▶ What you need to do: Each line from the one containing "let me know where the blue ocean" through the end of the data is to be written out exactly, and nothing more.

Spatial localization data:
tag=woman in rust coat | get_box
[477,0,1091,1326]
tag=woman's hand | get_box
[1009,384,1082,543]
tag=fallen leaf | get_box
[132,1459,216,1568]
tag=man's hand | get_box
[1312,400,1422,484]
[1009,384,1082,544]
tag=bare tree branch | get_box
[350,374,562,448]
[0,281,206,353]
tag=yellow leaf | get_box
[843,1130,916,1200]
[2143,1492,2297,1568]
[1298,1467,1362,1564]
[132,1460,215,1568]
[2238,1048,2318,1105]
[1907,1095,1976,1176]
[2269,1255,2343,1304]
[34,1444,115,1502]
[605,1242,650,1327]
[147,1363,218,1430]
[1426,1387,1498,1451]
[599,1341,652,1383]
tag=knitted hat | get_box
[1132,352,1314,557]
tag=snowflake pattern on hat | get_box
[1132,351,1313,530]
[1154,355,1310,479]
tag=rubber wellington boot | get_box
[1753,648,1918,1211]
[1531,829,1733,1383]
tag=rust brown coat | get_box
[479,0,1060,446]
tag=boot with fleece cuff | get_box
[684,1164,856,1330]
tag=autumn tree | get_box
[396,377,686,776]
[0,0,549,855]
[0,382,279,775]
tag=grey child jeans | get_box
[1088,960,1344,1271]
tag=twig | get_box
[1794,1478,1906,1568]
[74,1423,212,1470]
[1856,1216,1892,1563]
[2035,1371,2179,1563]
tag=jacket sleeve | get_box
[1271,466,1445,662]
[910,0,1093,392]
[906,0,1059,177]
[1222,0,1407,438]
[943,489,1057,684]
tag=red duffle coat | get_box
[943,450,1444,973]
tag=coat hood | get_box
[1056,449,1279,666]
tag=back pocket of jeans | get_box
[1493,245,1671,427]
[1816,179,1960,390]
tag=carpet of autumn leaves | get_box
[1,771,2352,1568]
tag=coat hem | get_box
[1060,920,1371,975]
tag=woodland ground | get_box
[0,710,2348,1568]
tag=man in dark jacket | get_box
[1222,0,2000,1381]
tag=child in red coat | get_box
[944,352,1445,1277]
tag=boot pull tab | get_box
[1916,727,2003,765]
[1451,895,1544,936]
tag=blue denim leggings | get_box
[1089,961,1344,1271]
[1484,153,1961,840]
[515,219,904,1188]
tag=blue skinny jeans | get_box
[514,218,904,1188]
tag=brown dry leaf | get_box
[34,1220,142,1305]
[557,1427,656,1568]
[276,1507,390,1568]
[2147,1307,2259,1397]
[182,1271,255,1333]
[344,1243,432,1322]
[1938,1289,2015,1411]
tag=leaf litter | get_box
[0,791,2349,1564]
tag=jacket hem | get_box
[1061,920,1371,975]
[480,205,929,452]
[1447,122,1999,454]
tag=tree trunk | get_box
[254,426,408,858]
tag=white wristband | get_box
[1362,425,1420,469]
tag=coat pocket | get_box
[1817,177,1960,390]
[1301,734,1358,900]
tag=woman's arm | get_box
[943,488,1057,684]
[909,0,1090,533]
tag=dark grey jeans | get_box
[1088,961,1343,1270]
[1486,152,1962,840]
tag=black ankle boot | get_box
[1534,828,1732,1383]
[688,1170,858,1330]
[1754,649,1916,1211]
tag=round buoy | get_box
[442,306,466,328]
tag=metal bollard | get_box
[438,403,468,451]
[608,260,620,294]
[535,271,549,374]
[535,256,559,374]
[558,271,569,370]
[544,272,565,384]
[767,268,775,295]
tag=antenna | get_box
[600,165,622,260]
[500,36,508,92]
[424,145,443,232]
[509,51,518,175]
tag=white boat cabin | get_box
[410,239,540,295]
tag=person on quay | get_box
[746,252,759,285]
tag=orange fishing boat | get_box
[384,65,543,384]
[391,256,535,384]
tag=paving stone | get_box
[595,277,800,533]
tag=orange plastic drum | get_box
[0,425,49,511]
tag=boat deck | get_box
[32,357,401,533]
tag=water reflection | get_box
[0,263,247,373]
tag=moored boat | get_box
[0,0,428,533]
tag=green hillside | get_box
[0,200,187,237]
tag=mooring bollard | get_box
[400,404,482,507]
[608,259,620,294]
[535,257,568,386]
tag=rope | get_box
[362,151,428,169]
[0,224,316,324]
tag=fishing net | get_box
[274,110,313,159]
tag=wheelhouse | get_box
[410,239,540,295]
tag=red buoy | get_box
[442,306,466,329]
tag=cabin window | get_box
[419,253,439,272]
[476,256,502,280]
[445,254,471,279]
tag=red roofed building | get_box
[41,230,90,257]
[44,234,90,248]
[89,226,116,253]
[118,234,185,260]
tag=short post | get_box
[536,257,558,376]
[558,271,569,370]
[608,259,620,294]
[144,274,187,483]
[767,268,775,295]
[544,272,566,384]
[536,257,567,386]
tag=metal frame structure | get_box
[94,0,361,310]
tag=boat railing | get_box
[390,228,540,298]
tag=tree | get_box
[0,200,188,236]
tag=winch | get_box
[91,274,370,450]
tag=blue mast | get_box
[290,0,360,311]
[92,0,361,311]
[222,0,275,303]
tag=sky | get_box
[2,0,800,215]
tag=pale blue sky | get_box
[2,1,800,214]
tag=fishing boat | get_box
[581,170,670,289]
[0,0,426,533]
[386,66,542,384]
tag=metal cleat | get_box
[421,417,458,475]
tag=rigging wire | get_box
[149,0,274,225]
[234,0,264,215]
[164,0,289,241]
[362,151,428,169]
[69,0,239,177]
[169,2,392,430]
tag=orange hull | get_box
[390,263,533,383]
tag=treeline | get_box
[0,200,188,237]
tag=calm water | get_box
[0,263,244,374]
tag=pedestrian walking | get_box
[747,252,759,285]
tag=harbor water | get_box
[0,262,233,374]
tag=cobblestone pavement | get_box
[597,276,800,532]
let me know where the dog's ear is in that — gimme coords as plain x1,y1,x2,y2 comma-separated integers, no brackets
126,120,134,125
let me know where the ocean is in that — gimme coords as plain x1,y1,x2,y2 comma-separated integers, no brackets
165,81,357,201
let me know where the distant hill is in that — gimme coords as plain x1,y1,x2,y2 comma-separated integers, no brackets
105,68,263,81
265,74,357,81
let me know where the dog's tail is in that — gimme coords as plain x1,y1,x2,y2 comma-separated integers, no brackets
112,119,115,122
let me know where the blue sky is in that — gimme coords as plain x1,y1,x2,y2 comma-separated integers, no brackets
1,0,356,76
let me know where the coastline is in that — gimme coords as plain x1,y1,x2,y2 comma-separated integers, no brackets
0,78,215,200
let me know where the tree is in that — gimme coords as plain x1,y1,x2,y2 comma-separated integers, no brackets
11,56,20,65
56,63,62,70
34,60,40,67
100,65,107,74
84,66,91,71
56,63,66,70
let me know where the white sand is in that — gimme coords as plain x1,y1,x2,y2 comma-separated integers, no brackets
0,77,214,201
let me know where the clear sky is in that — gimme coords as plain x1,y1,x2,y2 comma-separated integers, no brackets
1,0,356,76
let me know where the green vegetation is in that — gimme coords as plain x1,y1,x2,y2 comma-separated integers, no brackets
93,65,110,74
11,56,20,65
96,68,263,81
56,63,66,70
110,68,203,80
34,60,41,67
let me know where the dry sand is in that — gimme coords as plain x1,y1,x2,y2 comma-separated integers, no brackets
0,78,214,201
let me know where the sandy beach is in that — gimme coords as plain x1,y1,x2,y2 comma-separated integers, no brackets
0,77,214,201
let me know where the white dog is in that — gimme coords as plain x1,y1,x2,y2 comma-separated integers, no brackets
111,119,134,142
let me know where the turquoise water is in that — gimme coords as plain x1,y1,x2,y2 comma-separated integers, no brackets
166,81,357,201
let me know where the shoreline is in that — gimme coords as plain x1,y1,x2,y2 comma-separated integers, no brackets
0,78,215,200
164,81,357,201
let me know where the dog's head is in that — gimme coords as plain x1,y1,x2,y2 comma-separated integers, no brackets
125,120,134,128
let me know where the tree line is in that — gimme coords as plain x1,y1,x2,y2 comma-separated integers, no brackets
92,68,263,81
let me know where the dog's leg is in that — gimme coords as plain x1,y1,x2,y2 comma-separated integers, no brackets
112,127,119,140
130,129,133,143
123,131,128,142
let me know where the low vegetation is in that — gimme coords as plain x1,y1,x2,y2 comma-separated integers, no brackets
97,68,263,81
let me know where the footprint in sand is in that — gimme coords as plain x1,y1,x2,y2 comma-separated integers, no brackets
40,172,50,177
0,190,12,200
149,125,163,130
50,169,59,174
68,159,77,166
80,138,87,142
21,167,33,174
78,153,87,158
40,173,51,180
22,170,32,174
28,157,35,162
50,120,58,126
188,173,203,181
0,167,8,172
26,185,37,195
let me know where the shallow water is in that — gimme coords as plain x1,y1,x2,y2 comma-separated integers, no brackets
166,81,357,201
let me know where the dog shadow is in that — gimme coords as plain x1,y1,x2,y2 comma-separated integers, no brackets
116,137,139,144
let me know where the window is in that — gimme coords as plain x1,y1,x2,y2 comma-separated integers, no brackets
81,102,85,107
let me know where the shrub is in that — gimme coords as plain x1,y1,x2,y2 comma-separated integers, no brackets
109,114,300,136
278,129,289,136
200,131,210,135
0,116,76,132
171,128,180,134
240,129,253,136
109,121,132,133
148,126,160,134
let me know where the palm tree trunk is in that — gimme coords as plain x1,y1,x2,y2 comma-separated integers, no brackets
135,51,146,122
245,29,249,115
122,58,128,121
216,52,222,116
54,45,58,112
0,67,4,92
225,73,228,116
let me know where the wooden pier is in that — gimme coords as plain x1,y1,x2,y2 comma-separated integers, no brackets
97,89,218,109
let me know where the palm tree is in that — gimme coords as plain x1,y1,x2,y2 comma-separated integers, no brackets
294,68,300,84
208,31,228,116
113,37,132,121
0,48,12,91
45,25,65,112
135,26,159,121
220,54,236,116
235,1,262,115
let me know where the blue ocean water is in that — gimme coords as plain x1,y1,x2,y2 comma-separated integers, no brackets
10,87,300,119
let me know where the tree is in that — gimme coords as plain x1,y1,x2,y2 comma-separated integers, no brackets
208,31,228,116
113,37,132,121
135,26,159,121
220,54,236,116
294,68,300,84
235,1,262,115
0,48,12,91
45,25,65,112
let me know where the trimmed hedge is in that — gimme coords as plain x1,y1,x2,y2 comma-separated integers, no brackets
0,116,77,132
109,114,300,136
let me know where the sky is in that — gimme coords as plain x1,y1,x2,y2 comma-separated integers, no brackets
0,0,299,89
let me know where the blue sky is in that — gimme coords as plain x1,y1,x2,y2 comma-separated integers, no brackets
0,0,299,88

▶ Answer to this task:
let me know where the blue ocean water is in that — gimme coords as plain x1,y1,x2,y2 comma-separated integers, no brackets
10,87,300,119
let me know where the tree is in that — gimme coords as plain x1,y1,x2,y2 comma-separated integers, no brackets
208,31,228,116
113,37,132,121
135,26,159,121
220,54,236,116
294,68,300,84
235,1,262,115
0,48,12,91
45,25,65,112
let me know where the trimmed hedge is in that — gimme coords as plain x1,y1,x2,y2 comma-separated integers, no brackets
0,116,77,132
109,114,300,136
let me know where the sky is in that — gimme coords as plain x1,y1,x2,y2 comma-separated integers, no brackets
0,0,299,89
let me know where the blue sky is in that — gimme coords as plain x1,y1,x2,y2 comma-separated integers, no brackets
0,0,299,88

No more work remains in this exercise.